Dataset records:
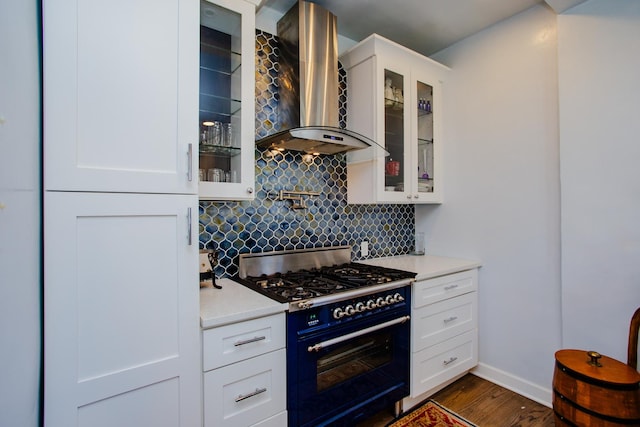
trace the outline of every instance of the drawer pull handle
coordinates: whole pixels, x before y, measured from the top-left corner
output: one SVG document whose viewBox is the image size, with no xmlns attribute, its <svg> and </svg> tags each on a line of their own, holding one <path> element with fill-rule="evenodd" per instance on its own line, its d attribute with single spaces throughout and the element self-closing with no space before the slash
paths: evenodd
<svg viewBox="0 0 640 427">
<path fill-rule="evenodd" d="M 267 388 L 263 387 L 263 388 L 257 388 L 256 391 L 252 391 L 251 393 L 245 394 L 244 396 L 240 395 L 236 397 L 236 403 L 242 402 L 243 400 L 248 399 L 250 397 L 257 396 L 260 393 L 264 393 L 265 391 L 267 391 Z"/>
<path fill-rule="evenodd" d="M 233 345 L 236 346 L 236 347 L 239 347 L 241 345 L 251 344 L 252 342 L 262 341 L 262 340 L 266 340 L 266 339 L 267 339 L 267 337 L 265 337 L 265 336 L 253 337 L 253 338 L 249 338 L 248 340 L 236 341 L 236 343 L 233 344 Z"/>
<path fill-rule="evenodd" d="M 443 361 L 442 363 L 444 363 L 444 366 L 447 366 L 447 365 L 449 365 L 449 364 L 451 364 L 451 363 L 455 362 L 456 360 L 458 360 L 458 358 L 457 358 L 457 357 L 450 357 L 450 358 L 449 358 L 449 360 L 445 360 L 445 361 Z"/>
</svg>

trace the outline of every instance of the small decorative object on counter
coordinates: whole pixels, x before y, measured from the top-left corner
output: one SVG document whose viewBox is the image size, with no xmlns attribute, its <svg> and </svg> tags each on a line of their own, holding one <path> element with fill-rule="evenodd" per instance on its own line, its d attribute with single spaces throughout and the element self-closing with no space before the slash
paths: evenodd
<svg viewBox="0 0 640 427">
<path fill-rule="evenodd" d="M 207 287 L 208 281 L 216 289 L 222 289 L 222 286 L 216 284 L 216 265 L 218 264 L 218 251 L 212 249 L 203 249 L 200 251 L 200 287 Z"/>
<path fill-rule="evenodd" d="M 394 100 L 394 108 L 396 110 L 401 109 L 402 105 L 404 104 L 404 96 L 402 95 L 402 89 L 400 89 L 399 87 L 394 90 Z"/>
<path fill-rule="evenodd" d="M 400 162 L 389 158 L 389 161 L 385 165 L 385 172 L 389 176 L 400 175 Z"/>
</svg>

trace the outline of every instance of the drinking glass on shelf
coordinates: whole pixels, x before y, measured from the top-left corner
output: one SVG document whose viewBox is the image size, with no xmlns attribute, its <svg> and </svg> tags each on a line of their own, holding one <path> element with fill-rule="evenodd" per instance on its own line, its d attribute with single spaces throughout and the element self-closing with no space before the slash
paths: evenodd
<svg viewBox="0 0 640 427">
<path fill-rule="evenodd" d="M 222 143 L 222 123 L 204 122 L 203 131 L 200 136 L 203 145 L 221 145 Z"/>
<path fill-rule="evenodd" d="M 223 126 L 223 143 L 225 147 L 234 146 L 235 132 L 231 123 L 225 123 Z"/>
</svg>

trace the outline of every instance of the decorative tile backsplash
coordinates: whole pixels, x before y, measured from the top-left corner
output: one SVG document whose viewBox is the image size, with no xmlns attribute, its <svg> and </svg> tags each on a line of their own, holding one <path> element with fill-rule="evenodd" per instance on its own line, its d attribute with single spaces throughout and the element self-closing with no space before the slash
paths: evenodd
<svg viewBox="0 0 640 427">
<path fill-rule="evenodd" d="M 256 138 L 278 129 L 277 37 L 256 31 Z M 346 73 L 340 67 L 340 126 L 346 124 Z M 352 259 L 409 253 L 415 231 L 414 205 L 348 205 L 344 154 L 303 160 L 303 153 L 273 155 L 256 149 L 256 197 L 242 202 L 200 202 L 200 248 L 219 251 L 218 277 L 238 273 L 238 255 L 350 245 Z M 303 209 L 277 200 L 280 190 L 308 191 Z"/>
</svg>

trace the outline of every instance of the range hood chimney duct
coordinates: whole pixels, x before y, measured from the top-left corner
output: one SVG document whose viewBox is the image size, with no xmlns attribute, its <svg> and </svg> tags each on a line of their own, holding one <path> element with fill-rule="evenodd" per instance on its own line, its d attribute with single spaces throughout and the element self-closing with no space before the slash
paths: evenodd
<svg viewBox="0 0 640 427">
<path fill-rule="evenodd" d="M 278 117 L 281 131 L 258 147 L 336 154 L 377 146 L 338 124 L 337 19 L 328 10 L 298 1 L 279 21 Z"/>
</svg>

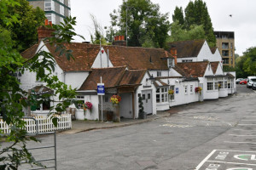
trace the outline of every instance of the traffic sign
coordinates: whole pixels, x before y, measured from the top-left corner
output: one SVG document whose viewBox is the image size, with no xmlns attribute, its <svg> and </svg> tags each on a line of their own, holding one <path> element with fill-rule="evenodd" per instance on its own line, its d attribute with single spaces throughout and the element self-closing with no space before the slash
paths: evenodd
<svg viewBox="0 0 256 170">
<path fill-rule="evenodd" d="M 104 83 L 97 83 L 97 94 L 98 95 L 105 95 Z"/>
</svg>

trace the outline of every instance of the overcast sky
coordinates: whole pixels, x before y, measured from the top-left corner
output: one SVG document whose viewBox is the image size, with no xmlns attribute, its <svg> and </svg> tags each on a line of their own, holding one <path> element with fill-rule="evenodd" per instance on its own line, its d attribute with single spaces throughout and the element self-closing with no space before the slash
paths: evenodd
<svg viewBox="0 0 256 170">
<path fill-rule="evenodd" d="M 176 6 L 184 9 L 190 0 L 151 0 L 160 4 L 160 12 L 169 13 L 170 22 Z M 214 31 L 235 31 L 236 54 L 241 55 L 247 48 L 256 46 L 255 0 L 205 0 Z M 90 41 L 92 20 L 90 14 L 104 26 L 110 26 L 109 14 L 118 9 L 122 0 L 71 0 L 71 15 L 77 17 L 76 32 Z M 229 15 L 232 14 L 232 17 Z M 79 37 L 76 42 L 81 42 Z"/>
</svg>

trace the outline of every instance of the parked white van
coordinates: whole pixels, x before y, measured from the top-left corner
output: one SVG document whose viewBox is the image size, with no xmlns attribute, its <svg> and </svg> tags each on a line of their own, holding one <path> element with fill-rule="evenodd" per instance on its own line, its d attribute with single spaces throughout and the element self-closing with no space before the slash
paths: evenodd
<svg viewBox="0 0 256 170">
<path fill-rule="evenodd" d="M 252 84 L 253 82 L 256 82 L 256 76 L 248 76 L 247 78 L 248 78 L 248 81 L 247 81 L 247 87 L 252 88 Z"/>
</svg>

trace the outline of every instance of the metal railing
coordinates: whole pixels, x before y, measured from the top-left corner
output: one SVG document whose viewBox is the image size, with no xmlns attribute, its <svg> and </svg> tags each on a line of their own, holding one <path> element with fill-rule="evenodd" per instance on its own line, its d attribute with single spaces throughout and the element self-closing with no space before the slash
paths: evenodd
<svg viewBox="0 0 256 170">
<path fill-rule="evenodd" d="M 3 119 L 2 116 L 0 116 L 0 119 Z M 55 170 L 57 169 L 57 148 L 56 148 L 56 133 L 55 131 L 54 132 L 45 132 L 45 133 L 39 133 L 38 132 L 38 121 L 35 119 L 34 117 L 29 117 L 29 116 L 24 116 L 24 119 L 32 119 L 35 121 L 36 123 L 36 133 L 27 133 L 29 136 L 35 136 L 35 135 L 42 135 L 42 134 L 54 134 L 54 144 L 53 145 L 48 145 L 48 146 L 41 146 L 41 147 L 34 147 L 34 148 L 27 148 L 28 150 L 42 150 L 42 149 L 48 149 L 48 148 L 54 148 L 54 158 L 49 158 L 49 159 L 43 159 L 43 160 L 36 160 L 36 162 L 49 162 L 49 161 L 54 161 L 55 162 L 55 166 L 50 166 L 50 167 L 36 167 L 36 168 L 30 168 L 29 170 L 36 170 L 36 169 L 49 169 L 49 168 L 55 168 Z M 26 164 L 26 162 L 22 162 Z"/>
</svg>

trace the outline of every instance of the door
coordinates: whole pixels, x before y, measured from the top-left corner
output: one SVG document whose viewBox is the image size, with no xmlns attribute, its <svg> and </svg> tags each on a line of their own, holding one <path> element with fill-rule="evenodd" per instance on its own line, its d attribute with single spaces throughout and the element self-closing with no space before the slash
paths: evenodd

Stated exercise:
Repeat, exactly and only, the lines above from the one containing "trace the outline of every instance of the metal" through the end of the material.

Completed exercise:
trace the outline of every instance of the metal railing
coordinates: whole pixels, x before y, measured from the top-left corner
output: one SVG document whose viewBox is the image size, with no xmlns attribute, its <svg> and </svg> tags each on a line of their own, holding one <path> element with fill-rule="evenodd" per instance on its own line, its d attribute with single spaces throughout and the element self-closing with no space before the slash
paths: evenodd
<svg viewBox="0 0 256 170">
<path fill-rule="evenodd" d="M 3 119 L 2 116 L 0 116 L 0 119 Z M 55 170 L 57 169 L 57 148 L 56 148 L 56 133 L 55 131 L 54 132 L 45 132 L 45 133 L 39 133 L 38 132 L 38 121 L 35 119 L 34 117 L 29 117 L 29 116 L 24 116 L 24 119 L 32 119 L 35 121 L 36 123 L 36 133 L 27 133 L 29 136 L 35 136 L 35 135 L 42 135 L 42 134 L 54 134 L 54 144 L 53 145 L 48 145 L 48 146 L 41 146 L 41 147 L 34 147 L 34 148 L 27 148 L 28 150 L 42 150 L 42 149 L 48 149 L 48 148 L 54 148 L 54 158 L 49 158 L 49 159 L 43 159 L 43 160 L 36 160 L 36 162 L 49 162 L 49 161 L 54 161 L 55 162 L 55 166 L 50 166 L 50 167 L 36 167 L 36 168 L 30 168 L 29 170 L 36 170 L 36 169 L 49 169 L 49 168 L 55 168 Z M 26 164 L 26 162 L 22 162 Z"/>
</svg>

trace the outline of every instance of the door
coordinates: whole pixels, x before y, measured from the top-left corner
output: one SVG document whose viewBox is the image size, with no xmlns attribute, its <svg> and </svg> tags each on a line of their own, holding one <path> element with fill-rule="evenodd" per instance on its own line, its d attribute with single spaces throughout and the element self-closing with no space before the slash
paths: evenodd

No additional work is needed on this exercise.